What to do:
The expected output is each line in the data below that includes the string "fireplace".

══════════════════════════════

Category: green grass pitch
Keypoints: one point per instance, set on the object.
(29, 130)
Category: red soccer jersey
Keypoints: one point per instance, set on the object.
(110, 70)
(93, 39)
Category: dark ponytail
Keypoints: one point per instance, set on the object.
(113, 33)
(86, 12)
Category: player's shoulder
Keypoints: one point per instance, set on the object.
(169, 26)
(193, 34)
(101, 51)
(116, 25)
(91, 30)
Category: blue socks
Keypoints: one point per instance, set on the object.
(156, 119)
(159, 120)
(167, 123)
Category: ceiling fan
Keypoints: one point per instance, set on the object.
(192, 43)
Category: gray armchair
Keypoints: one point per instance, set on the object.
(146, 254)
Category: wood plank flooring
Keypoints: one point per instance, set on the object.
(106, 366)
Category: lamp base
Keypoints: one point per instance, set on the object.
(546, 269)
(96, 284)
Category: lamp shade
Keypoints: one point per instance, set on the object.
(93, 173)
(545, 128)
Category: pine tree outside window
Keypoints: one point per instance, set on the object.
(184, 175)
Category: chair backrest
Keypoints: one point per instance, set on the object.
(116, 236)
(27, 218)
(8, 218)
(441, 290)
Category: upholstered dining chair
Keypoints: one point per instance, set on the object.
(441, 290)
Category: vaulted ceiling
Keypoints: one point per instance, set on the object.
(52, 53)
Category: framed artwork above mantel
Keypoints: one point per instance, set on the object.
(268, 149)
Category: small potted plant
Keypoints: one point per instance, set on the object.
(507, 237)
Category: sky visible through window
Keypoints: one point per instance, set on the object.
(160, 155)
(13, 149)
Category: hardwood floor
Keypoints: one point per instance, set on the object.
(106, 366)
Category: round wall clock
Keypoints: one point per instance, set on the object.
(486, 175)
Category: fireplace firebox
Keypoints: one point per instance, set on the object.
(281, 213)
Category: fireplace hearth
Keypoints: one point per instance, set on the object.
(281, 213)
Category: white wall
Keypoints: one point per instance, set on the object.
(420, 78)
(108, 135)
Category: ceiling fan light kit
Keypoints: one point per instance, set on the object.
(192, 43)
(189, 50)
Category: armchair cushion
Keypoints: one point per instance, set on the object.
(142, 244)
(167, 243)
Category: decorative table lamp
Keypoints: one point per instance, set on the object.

══════════════════════════════

Exercise response:
Category: fireplace firebox
Category: fireplace hearth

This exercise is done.